Supplied passage =>
<<<<
It seems like yesterday that those outside of Orange County hardly knew we existed. Working primarily in Los Angeles County, I would receive puzzled expressions when asked why I (or anyone) would want to live behind The Orange Curtain.
Quite proudly, I described some of the benefits available, if one bothered to peek beneath this imaginary curtain. Many desirability factors extended beyond Disneyland and various secret destinations and opportunities.
Further enlightenment included my describing fresh, new communities popping up, relatively low crime rates, property values going through the roof and slightly more palatable costs of living.
Over the decades, news eventually drew the Orange Curtain open, revealing maturation and regional business growth, that now populated our once agriculturally oriented towns.
Even in current times, news items include noise level conflicts, beach fire rings, arguable nuisance laws, local hospital policy changes, boat docking and park usage fees, etc.
Seemingly catastrophic happenings, such as local teens getting temporarily lost a short distance from home while perhaps celebrating a bit much, or irresponsibly driving, are examples of major events.
Despite growth, cities such as Costa Mesa, currently celebrating 60 years of incorporation, are actively dealing with anticipated growing pains.
Issues with homelessness, land use, holiday protocol, budget decisions and the like are being worked out, along with sharing of resources with neighboring communities. Leveraging the small-town attitude is still somewhat of a baffling concept to neighboring governments.
Every region has its pluses and minuses. I admit being sheltered and spoiled behind our small Orange Curtain. It's not for everybody. Rightfully so, not everyone prefers small oranges to bigger apples. Fortunately, this may be food for thought for all of us.
James H. Bridges
Abortion policy change
We are shocked and extremely disappointed by the decision of the board of Hoag Hospital to buckle under the heavy hand of Catholic doctrine and ban elective abortions as part of its long practice of providing full services for women's reproductive health.
This is a stunning betrayal of its staff and the community that has supported it for so many years, an unnecessary sacrifice of its values and principles and an incomprehensible failure of leadership.
The leaders of Hoag and the Catholic Church have put a knife through the heart of a great institution and the community and people who have created and maintained its excellence.
This should not have happened. They have underestimated the community that they serve by imagining that they could make a decision with such profound ramifications with impunity.
Holly and Peter Fuhrer
Commentary really about Public Records Act
The commentary by Ron Kaye in Sunday's edition, "Outcry preserve the right to know," is fascinating, but also extremely puzzling to those who know what he's talking about.
The article is clearly about the recent assault on the California's Public Records Act (Government Code §§ 6250 et seq.), but the author erroneously refers to it, at every opportunity, as the Brown Act.
The Brown Act (Government Code §§ 54950 et seq.) is something completely different, protecting public access to meetings, rather than documents; and although it, too, was recently under assault through suspension of the state reimbursements for compliance, that problem was corrected in the 2012 general election by voter approval of a little-known amendment to the California Constitution, hidden deep within Proposition 30, which eliminated the requirement for reimbursement by the state.
>>>>
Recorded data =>
<<<<
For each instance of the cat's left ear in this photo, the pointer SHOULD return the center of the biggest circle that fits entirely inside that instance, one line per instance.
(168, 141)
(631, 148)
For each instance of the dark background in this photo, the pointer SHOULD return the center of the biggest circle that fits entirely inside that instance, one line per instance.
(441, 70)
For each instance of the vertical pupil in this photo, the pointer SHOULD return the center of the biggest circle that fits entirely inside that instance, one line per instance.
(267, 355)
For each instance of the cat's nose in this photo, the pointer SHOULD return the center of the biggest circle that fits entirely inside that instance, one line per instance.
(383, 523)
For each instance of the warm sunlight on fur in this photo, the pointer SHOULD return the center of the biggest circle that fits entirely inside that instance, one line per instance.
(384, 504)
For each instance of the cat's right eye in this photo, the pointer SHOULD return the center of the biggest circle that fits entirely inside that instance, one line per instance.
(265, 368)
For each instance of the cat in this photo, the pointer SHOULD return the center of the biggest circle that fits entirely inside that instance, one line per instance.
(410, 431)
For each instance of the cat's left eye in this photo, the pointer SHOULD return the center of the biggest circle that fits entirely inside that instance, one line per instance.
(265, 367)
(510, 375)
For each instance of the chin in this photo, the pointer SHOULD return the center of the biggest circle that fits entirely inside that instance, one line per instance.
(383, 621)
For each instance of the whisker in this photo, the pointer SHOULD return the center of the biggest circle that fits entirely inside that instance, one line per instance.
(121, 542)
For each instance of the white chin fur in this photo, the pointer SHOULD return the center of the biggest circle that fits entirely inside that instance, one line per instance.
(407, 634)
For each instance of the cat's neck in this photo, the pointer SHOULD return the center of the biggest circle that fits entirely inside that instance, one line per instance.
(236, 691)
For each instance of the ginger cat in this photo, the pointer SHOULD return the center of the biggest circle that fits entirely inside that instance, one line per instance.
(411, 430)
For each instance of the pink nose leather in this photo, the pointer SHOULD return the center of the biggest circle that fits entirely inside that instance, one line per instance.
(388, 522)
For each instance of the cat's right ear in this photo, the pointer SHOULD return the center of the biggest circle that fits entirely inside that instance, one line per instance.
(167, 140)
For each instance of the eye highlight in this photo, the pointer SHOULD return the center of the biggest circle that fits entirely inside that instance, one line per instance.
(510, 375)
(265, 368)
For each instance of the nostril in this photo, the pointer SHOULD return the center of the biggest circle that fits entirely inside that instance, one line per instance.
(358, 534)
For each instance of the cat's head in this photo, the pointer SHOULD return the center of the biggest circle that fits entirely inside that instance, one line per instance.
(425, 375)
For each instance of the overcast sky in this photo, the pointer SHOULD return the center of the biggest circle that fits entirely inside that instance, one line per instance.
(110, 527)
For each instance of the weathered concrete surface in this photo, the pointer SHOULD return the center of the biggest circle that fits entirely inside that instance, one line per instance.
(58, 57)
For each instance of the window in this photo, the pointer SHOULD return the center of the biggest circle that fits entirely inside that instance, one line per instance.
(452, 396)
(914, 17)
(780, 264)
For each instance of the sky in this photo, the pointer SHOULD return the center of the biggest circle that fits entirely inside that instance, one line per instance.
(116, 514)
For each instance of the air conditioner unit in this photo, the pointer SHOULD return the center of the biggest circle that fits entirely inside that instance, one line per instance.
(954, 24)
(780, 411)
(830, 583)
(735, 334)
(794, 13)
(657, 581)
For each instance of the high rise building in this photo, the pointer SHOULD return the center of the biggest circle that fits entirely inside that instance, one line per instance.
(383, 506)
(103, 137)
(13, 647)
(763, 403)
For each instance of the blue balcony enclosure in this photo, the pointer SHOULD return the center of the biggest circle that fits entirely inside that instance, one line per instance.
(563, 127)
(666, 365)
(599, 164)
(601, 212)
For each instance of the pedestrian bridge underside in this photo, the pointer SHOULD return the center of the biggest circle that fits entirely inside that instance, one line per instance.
>>>>
Task set =>
1. Reproduce the letters to the editor starting at the words "Seemingly catastrophic happenings, such" and stopping after the words "of major events.".
2. Answer these questions from the letters to the editor:
(a) How many years of incorporation is Costa Mesa celebrating?
(b) What did the board of Hoag Hospital decide to ban?
(c) What does the Brown Act protect public access to?
The recorded data comes from a separate source.

Answers to the exercises =>
1.
Seemingly catastrophic happenings, such as local teens getting temporarily lost a short distance from home while perhaps celebrating a bit much, or irresponsibly driving, are examples of major events.

2.
(a) 60 years.
(b) Elective abortions.
(c) Meetings, rather than documents.